Aim of the task: Reproduce the listing word for word. Skip any image.

# Start of Data shown

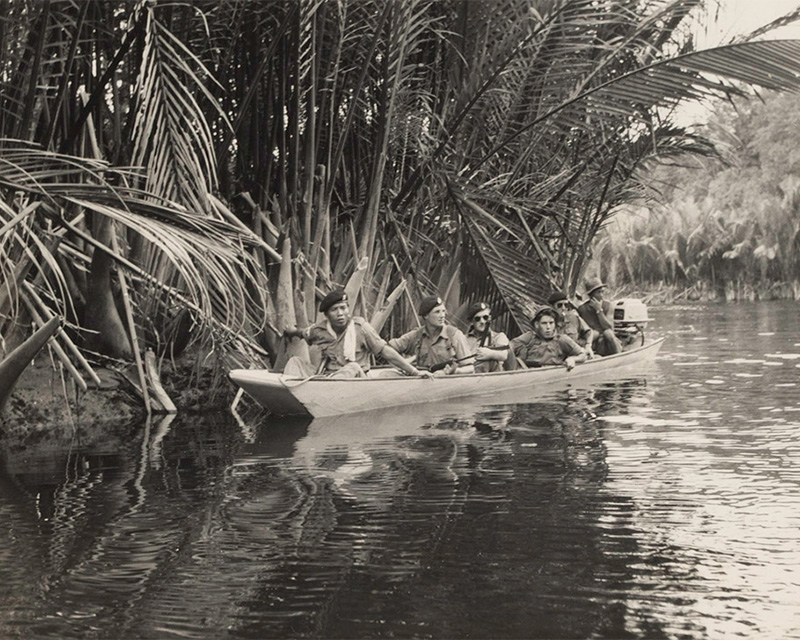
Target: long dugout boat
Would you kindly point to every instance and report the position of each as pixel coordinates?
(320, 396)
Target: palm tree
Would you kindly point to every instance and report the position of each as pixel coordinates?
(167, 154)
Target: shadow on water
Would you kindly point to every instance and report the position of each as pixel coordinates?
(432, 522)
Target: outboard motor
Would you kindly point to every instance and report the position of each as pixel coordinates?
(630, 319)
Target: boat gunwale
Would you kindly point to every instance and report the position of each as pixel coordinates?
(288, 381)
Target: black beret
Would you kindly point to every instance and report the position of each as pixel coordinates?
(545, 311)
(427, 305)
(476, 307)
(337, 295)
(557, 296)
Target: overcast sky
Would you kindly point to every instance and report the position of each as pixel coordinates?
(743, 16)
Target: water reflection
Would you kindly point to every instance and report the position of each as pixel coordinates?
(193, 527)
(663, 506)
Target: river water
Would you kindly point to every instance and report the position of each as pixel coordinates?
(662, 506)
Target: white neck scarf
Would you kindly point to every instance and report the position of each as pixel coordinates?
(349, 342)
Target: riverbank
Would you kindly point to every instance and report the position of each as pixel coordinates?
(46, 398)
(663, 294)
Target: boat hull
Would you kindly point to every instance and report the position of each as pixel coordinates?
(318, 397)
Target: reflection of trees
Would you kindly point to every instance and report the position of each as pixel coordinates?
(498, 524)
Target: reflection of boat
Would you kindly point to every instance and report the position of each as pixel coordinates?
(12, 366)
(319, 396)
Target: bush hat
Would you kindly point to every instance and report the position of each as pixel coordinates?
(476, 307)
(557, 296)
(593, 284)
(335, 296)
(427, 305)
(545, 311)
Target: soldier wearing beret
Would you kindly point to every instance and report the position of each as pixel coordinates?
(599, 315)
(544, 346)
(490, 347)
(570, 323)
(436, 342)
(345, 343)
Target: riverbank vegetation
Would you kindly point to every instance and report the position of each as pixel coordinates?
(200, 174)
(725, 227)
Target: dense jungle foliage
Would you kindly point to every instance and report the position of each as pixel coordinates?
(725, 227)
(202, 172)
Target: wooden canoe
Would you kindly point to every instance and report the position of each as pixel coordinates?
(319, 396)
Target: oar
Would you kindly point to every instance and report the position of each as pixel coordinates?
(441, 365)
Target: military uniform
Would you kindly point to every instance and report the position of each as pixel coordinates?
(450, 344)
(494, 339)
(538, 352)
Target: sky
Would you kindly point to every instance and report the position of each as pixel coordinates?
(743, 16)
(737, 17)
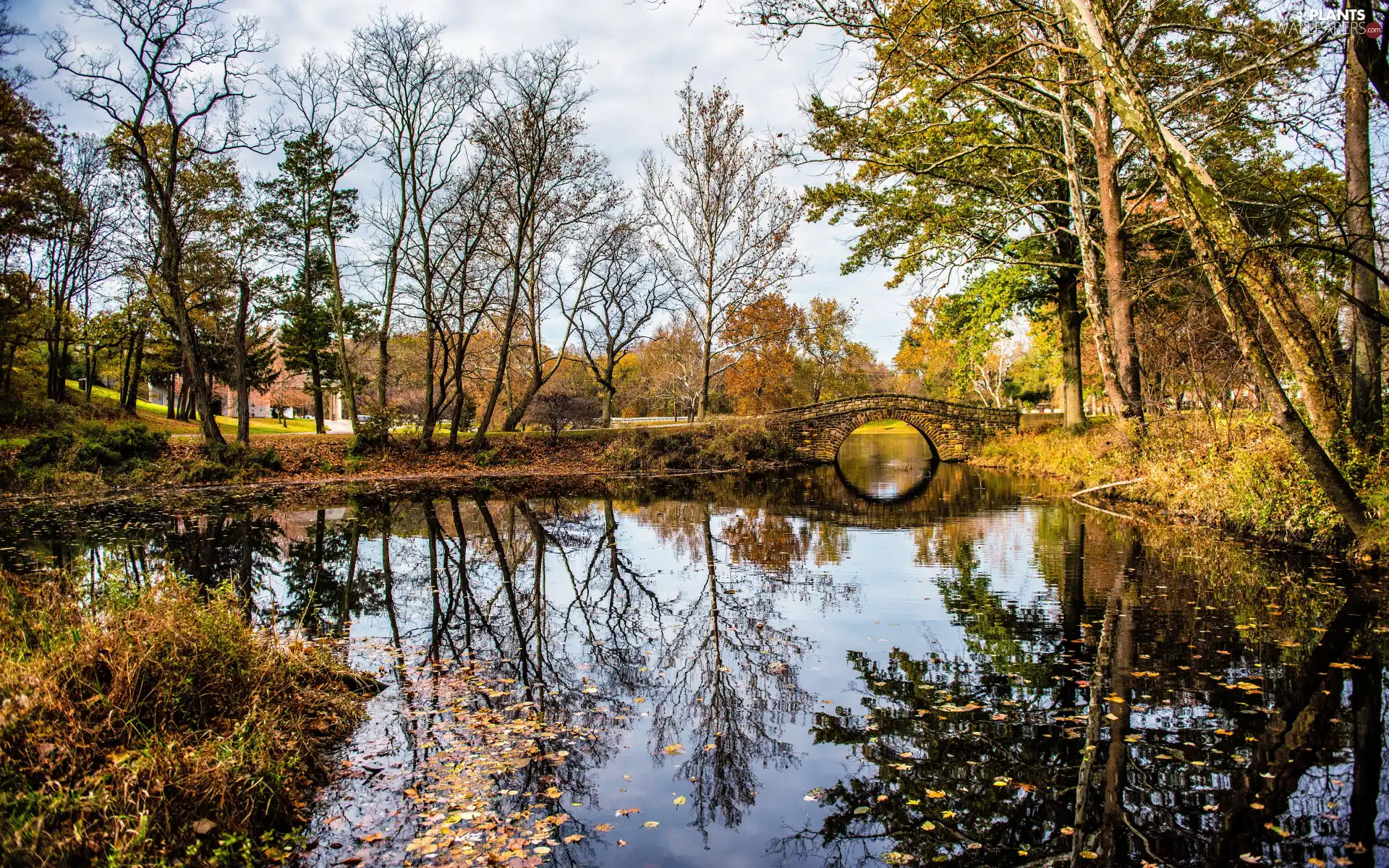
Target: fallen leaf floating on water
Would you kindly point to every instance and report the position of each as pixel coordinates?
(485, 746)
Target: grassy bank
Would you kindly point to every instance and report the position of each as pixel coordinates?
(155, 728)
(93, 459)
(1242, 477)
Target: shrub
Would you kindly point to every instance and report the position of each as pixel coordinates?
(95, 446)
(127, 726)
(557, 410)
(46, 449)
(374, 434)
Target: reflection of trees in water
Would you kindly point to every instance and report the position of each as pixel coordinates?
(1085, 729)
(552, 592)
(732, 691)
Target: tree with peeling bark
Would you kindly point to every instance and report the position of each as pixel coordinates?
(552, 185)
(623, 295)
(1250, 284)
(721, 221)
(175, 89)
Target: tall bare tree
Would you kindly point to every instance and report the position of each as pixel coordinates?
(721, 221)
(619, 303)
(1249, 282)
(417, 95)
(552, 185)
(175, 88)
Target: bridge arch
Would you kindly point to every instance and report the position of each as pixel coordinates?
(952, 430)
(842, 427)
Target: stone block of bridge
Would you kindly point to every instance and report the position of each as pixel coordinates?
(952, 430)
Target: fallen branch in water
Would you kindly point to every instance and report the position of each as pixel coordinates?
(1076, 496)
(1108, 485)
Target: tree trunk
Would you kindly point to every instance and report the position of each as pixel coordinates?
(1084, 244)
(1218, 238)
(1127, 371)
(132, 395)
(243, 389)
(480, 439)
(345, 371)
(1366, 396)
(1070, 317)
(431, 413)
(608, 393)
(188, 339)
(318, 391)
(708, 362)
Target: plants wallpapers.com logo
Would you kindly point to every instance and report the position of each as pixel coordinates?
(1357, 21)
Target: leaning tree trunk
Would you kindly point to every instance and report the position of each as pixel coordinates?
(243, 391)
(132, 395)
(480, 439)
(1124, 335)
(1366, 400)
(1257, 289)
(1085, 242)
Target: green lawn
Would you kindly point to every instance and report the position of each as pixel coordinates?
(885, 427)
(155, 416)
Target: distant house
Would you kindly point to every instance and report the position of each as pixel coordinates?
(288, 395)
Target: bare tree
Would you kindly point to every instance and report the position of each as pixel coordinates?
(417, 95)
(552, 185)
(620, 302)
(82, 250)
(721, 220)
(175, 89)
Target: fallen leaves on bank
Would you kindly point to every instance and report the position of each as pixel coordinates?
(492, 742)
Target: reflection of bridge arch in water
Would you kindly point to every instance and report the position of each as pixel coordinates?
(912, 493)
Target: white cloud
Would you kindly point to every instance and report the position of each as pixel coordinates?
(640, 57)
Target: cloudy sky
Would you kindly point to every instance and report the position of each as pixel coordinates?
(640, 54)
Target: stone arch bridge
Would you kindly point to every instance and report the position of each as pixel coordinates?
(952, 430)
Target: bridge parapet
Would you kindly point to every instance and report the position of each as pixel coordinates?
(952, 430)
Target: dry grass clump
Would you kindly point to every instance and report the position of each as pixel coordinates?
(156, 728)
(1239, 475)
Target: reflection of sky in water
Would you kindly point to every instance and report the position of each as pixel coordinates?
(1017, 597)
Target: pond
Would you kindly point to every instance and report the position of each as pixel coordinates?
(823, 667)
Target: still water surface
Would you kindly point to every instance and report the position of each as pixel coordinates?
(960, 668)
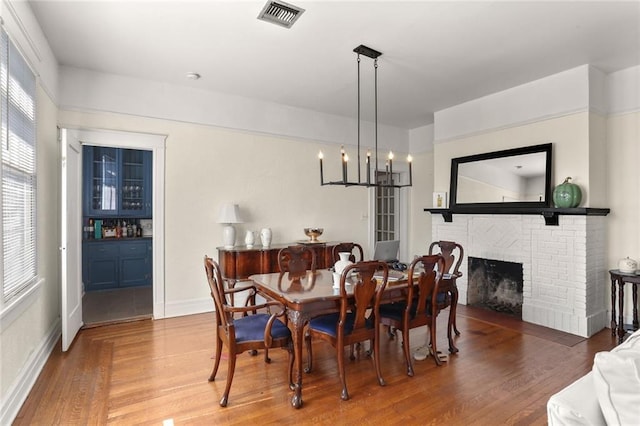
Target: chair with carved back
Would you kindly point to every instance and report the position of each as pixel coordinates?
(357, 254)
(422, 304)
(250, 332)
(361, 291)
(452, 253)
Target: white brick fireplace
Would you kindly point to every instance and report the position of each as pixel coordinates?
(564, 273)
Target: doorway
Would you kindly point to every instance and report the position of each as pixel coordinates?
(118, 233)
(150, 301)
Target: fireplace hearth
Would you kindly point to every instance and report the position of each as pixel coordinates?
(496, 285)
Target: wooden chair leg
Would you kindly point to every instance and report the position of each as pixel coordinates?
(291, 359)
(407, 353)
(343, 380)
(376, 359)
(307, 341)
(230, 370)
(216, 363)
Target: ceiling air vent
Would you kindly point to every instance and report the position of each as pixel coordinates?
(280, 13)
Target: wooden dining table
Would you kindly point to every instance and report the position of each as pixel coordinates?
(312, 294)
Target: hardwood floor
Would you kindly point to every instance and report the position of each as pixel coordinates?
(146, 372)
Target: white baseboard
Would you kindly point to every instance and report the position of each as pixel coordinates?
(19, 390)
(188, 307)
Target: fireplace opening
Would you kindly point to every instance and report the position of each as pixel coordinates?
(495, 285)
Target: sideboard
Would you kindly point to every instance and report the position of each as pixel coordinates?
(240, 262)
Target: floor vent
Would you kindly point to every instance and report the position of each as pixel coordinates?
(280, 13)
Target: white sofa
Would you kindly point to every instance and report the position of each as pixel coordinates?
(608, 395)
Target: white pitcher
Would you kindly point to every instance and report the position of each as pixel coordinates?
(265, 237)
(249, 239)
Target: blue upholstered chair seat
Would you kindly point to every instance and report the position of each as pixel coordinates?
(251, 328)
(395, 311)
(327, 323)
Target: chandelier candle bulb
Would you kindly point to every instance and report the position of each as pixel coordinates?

# End of Data shown

Solution to this task:
Target: long dugout boat
Would you kindly point to every instance and report the position of each as pixel coordinates?
(320, 396)
Target: palm tree
Would you kindly point to every instance and report the position of each as pixel coordinates?
(167, 154)
Target: shadow on water
Would you kindly point to every instance and report the position of each as pixel coordinates?
(432, 522)
Target: outboard motor
Would you kindly point to every instance and report the position of each as pixel coordinates?
(630, 319)
Target: boat gunwale
Would you kindly point to every instance and report the position of each as pixel coordinates?
(288, 381)
Target: black beret
Would you kindly point to every instance and report the position of each as pixel coordinates?
(545, 311)
(427, 305)
(476, 307)
(337, 295)
(557, 296)
Target: overcast sky
Would you kindly point to every instance and report the position of each as pixel coordinates?
(743, 16)
Target: water reflection
Would you kindly point to every instance and report the position of each as pixel coordinates?
(193, 527)
(663, 506)
Target: river water
Would you kindly point to every instance and report the position of each as pixel coordinates?
(662, 506)
Target: white neck scarf
Would you kindly point to every instance and report the position of each as pixel coordinates?
(349, 342)
Target: riverbank
Would you kindly point to every instance and report the position of each as pixel coordinates?
(46, 398)
(663, 294)
Target: boat hull
Would you kindly point to every instance and report the position of each as pixel coordinates?
(318, 397)
Target: reflection of trees
Would you kindly point to every instance and report the position of each as pixel coordinates?
(498, 524)
Target: reflection of boat
Would you kindly point to every instance and report the position of each as pixel coordinates?
(12, 366)
(319, 396)
Target: bush hat
Would you kindly point to every instance and report the position of each as pixel coordinates?
(476, 307)
(557, 296)
(593, 284)
(335, 296)
(427, 305)
(545, 311)
Target: soldier wearing beret
Would you kindly point to every instance and report the position of each as pixel coordinates?
(599, 315)
(544, 346)
(490, 347)
(570, 323)
(436, 342)
(345, 343)
Target: riverbank vegetation
Would you kindly point to every instance and report the position of each as pixel coordinates?
(200, 174)
(725, 227)
Target: dense jungle foliage
Would you kindly point to every instance and report the position of each as pixel coordinates?
(725, 227)
(202, 172)
Target: wooden canoe
Would you kindly point to every instance and report the position of each as pixel coordinates?
(319, 396)
Target: oar
Would you kindly point to every instance and report the position of each as pixel coordinates?
(441, 365)
Target: military uniform
Would you kindly point to every instance and report the position of each as pixel coordinates?
(450, 344)
(494, 339)
(538, 352)
Target: sky
Would you kindly point to every instance and report the position of each as pixel coordinates?
(743, 16)
(737, 17)
Target: fallen leaf floating on water
Would you kindly point to every instance and report the position of each as pixel coordinates?
(485, 746)
Target: grassy bank
Would you kindly point to every instance and report the position of each as pixel coordinates?
(155, 728)
(93, 459)
(1242, 477)
Target: shrub
Would you kindly point to every instance and report the position of each as pixel coordinates?
(95, 446)
(127, 726)
(557, 410)
(46, 449)
(374, 434)
Target: reflection of trees in water
Would you kindly point to every instance and report the position of each as pixel coordinates?
(1085, 729)
(552, 592)
(732, 691)
Target: tree with peeling bark
Would you kindly point to every instance and report the position of each as pixel coordinates?
(552, 185)
(623, 295)
(1250, 284)
(721, 221)
(175, 89)
Target: tall bare tree
Would you kindly point to every instance and report the position of each as pixel coordinates?
(721, 221)
(619, 303)
(1249, 282)
(417, 95)
(552, 185)
(175, 88)
Target: bridge arch
Would you kindly point to every instance and report the position of each as pixel coordinates?
(952, 430)
(842, 427)
Target: stone block of bridge
Would you kindly point to every instance and report the position of each as pixel coordinates?
(952, 430)
Target: fallen branch in water
Would you kindly point to every instance and report the position of each as pixel coordinates?
(1076, 496)
(1108, 485)
Target: tree trunk
Would you kindly point to every instance and report the position of each as pixel coordinates?
(1084, 244)
(1218, 238)
(1127, 371)
(132, 395)
(243, 389)
(480, 439)
(345, 371)
(1366, 396)
(1070, 317)
(431, 413)
(608, 393)
(188, 339)
(318, 391)
(708, 362)
Target: plants wallpapers.com logo
Would you kindly point to every instance and report the position of each as pixel coordinates?
(1357, 21)
Target: leaning tree trunk
Would you kindly point to every instance and report the position of each as pixel coordinates?
(243, 391)
(132, 395)
(480, 439)
(1124, 335)
(1366, 400)
(1257, 289)
(1085, 242)
Target: green lawn
Would you kindly point to every instance and report the position of each as pixel coordinates?
(885, 427)
(155, 416)
Target: distant house
Would you kindly point to every instance and report the position of each as pixel coordinates?
(288, 395)
Target: bare tree
Would you kindly point to every instance and report the position of each as pixel coordinates?
(417, 95)
(552, 185)
(620, 302)
(82, 250)
(721, 220)
(175, 89)
Target: fallen leaves on bank
Would you kindly point to every instance and report the position of each as pixel coordinates?
(492, 742)
Target: reflection of bridge arch in water
Would you kindly point to every instance and report the position of each as pixel coordinates?
(912, 493)
Target: white cloud
Would you kindly point to every instance and report the position of each as pixel coordinates?
(640, 57)
Target: cloudy sky
Would you kindly point to every instance and report the position of each as pixel coordinates?
(640, 54)
Target: stone arch bridge
Would you kindly point to every instance and report the position of each as pixel coordinates?
(952, 430)
Target: bridge parapet
Would you kindly point to every instance and report the position of each as pixel coordinates?
(952, 430)
Target: dry grass clump
Would you kindly point to every instance and report the position of each as pixel coordinates?
(156, 728)
(1239, 475)
Target: reflection of sky in water
Would you kindly point to every instance and report the position of each as pixel coordinates?
(1017, 597)
Target: pond
Would you kindly point to every instance and report the position of each as pixel coordinates?
(823, 667)
Target: still water surface
Would you kindly point to every instance and report the position of each as pixel coordinates?
(960, 668)
Target: chair with carved back
Would you kindly point to every instance and report the position of each as pixel coordinates?
(357, 254)
(422, 304)
(250, 332)
(361, 291)
(452, 253)
Target: white brick fireplace
Would you kindly point to every instance and report the position of each as pixel coordinates?
(564, 273)
Target: doorway
Would you kindly point to every instance and report the position of each as pixel coordinates?
(118, 233)
(150, 301)
Target: fireplace hearth
Would you kindly point to every instance and report the position of each as pixel coordinates?
(496, 285)
Target: wooden chair leg
Would you kindly point to every instance and report the position of each as pixel coordinates?
(291, 359)
(407, 353)
(343, 380)
(376, 359)
(307, 341)
(230, 370)
(216, 363)
Target: ceiling air vent
Would you kindly point to every instance and report the position of each as pixel coordinates?
(280, 13)
Target: wooden dining table
Would you kindly point to every instance and report the position of each as pixel coordinates?
(312, 294)
Target: hardwood floor
Would you kindly point to every instance and report the position of each as pixel coordinates?
(146, 372)
Target: white baseboard
Would you kindly point to every instance and report the position of each as pixel coordinates?
(19, 390)
(188, 307)
Target: fireplace opening
Would you kindly point to every instance and report the position of each as pixel coordinates?
(495, 285)
Target: sideboard
Would you kindly point to every instance and report the position of each as pixel coordinates?
(240, 262)
Target: floor vent
Would you kindly point to every instance and report the position of each as pixel coordinates?
(280, 13)
Target: white sofa
Would you kindly point to every instance and report the position of each as pixel coordinates?
(608, 395)
Target: white pitcher
Would you kindly point to every instance and report the position of each as pixel coordinates?
(265, 237)
(249, 239)
Target: blue upholstered chair seat
Would you kindly point to every instance and report the position of each as pixel coordinates?
(251, 328)
(395, 311)
(327, 323)
Target: chandelier candle bulb
Would you kindly point to every instance and report the position of each as pixel coordinates?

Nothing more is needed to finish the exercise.